◆ **Supplied data**:
====================
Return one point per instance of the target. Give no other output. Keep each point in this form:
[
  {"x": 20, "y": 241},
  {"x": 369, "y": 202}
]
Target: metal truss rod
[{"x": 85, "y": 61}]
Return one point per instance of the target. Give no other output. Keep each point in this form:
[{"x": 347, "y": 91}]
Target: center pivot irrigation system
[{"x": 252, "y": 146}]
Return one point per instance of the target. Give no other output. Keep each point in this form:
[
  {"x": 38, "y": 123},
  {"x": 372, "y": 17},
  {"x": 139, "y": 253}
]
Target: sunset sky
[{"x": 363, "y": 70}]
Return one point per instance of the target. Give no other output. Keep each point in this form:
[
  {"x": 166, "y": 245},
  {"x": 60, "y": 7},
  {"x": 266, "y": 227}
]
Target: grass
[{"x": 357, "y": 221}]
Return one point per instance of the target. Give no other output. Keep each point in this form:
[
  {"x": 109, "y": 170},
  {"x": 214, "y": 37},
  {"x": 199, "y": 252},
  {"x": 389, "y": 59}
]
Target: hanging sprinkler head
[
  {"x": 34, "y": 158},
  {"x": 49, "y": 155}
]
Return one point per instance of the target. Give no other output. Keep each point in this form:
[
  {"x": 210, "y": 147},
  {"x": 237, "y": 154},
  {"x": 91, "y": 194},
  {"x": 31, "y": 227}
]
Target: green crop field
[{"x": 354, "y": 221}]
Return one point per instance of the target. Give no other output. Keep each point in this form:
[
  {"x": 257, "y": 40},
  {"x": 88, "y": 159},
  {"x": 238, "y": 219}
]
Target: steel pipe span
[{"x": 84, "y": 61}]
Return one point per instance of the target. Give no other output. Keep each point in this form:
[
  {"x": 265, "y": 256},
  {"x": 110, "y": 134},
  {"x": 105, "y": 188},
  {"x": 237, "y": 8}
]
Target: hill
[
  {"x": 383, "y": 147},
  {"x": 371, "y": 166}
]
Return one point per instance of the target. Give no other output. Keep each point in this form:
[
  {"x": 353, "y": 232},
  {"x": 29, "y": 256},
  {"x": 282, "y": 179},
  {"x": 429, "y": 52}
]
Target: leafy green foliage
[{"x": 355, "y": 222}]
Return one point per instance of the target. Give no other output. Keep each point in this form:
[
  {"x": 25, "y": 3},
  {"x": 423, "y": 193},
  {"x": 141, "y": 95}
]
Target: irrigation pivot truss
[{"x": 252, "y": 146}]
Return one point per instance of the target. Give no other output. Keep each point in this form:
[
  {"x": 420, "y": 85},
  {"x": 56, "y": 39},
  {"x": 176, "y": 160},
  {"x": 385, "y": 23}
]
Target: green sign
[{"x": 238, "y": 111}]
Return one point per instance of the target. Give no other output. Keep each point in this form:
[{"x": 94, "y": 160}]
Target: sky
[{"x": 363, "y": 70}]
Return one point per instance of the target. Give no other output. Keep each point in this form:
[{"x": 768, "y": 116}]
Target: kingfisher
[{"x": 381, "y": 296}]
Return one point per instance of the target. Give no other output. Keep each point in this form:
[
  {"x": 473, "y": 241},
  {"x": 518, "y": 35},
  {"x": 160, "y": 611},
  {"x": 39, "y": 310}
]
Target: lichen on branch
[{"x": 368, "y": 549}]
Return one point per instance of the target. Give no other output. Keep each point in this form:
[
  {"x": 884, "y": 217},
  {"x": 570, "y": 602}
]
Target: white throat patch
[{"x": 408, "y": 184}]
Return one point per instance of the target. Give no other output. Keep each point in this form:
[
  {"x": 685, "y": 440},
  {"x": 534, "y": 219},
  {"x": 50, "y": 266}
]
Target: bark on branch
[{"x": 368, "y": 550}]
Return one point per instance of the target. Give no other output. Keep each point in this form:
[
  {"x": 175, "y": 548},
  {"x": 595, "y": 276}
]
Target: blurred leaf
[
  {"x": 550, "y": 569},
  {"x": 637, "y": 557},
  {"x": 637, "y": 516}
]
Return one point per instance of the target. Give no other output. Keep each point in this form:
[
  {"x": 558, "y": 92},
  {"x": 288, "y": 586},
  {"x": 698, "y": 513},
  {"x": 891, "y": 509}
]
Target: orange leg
====================
The complete listing, transcribed exactly, is the expected answer.

Return one point per instance of the target. Give no other output. Keep each point in this form:
[
  {"x": 20, "y": 241},
  {"x": 369, "y": 202}
]
Target: metal truss rod
[{"x": 85, "y": 61}]
Return one point per instance of the target. Give no other output. Keep each point in this form:
[{"x": 347, "y": 91}]
Target: center pivot irrigation system
[{"x": 252, "y": 146}]
Return one point per instance of the target. Give no other output. Keep each point in this form:
[
  {"x": 38, "y": 123},
  {"x": 372, "y": 17},
  {"x": 139, "y": 253}
]
Target: sunset sky
[{"x": 363, "y": 70}]
Return one point per instance of the target. Give no other output. Keep each point in this form:
[
  {"x": 166, "y": 245},
  {"x": 60, "y": 7},
  {"x": 266, "y": 227}
]
Target: grass
[{"x": 357, "y": 221}]
Return one point per instance of the target. Give no other output. Keep each point in this form:
[
  {"x": 109, "y": 170},
  {"x": 214, "y": 37},
  {"x": 199, "y": 252},
  {"x": 389, "y": 59}
]
Target: hanging sprinkler head
[
  {"x": 34, "y": 158},
  {"x": 49, "y": 155}
]
Return one point per instance of the target. Give no other output. Keep each point in this form:
[
  {"x": 210, "y": 147},
  {"x": 237, "y": 154},
  {"x": 91, "y": 194},
  {"x": 31, "y": 227}
]
Target: green crop field
[{"x": 354, "y": 221}]
Return one point per instance of the target. Give no other output. Keep each point in this form:
[
  {"x": 257, "y": 40},
  {"x": 88, "y": 159},
  {"x": 238, "y": 219}
]
Target: steel pipe span
[{"x": 84, "y": 61}]
Return one point per instance of the target. Give no other output. Keep each point in this form:
[
  {"x": 265, "y": 256},
  {"x": 110, "y": 134},
  {"x": 105, "y": 188},
  {"x": 237, "y": 8}
]
Target: hill
[
  {"x": 383, "y": 147},
  {"x": 371, "y": 166}
]
Return one point per instance of the target. Give no other output. Keep each point in this form:
[
  {"x": 353, "y": 232},
  {"x": 29, "y": 256},
  {"x": 282, "y": 179},
  {"x": 429, "y": 52}
]
Target: leafy green foliage
[{"x": 355, "y": 222}]
Return one point per instance of the target. Give no other output. Keep each point in this form:
[
  {"x": 25, "y": 3},
  {"x": 423, "y": 193},
  {"x": 141, "y": 95}
]
Target: irrigation pivot truss
[{"x": 252, "y": 146}]
Return one point per instance of the target. Give no other output. Keep each point in this form:
[
  {"x": 420, "y": 85},
  {"x": 56, "y": 39},
  {"x": 176, "y": 160},
  {"x": 385, "y": 23}
]
Target: green sign
[{"x": 238, "y": 111}]
Return one point per instance of the target. Give no other output. Keep each point in this form:
[{"x": 94, "y": 160}]
Target: sky
[{"x": 363, "y": 70}]
Return one point per instance of the target. Give no other output. Keep each point in this form:
[{"x": 768, "y": 116}]
Target: kingfisher
[{"x": 381, "y": 296}]
Return one point per instance of the target. Give no other output. Keep each point in this form:
[
  {"x": 473, "y": 241},
  {"x": 518, "y": 35},
  {"x": 160, "y": 611},
  {"x": 39, "y": 310}
]
Target: lichen on branch
[{"x": 368, "y": 549}]
Return one point per instance of the target. Give no other output. Keep each point in this form:
[
  {"x": 884, "y": 217},
  {"x": 570, "y": 602}
]
Target: white throat patch
[{"x": 408, "y": 184}]
Return one point per instance of the target. Give no other output. Keep each point in this form:
[
  {"x": 685, "y": 440},
  {"x": 534, "y": 219},
  {"x": 50, "y": 266}
]
Target: bark on branch
[{"x": 368, "y": 550}]
Return one point per instance of the target. Give no other output. Keep each point in this form:
[
  {"x": 175, "y": 548},
  {"x": 595, "y": 276}
]
Target: blurred leaf
[
  {"x": 550, "y": 569},
  {"x": 637, "y": 557},
  {"x": 637, "y": 516}
]
Return one point per instance of the target. Give no other output. Keep each point in this form:
[
  {"x": 558, "y": 92},
  {"x": 288, "y": 586},
  {"x": 698, "y": 513},
  {"x": 891, "y": 509}
]
Target: orange leg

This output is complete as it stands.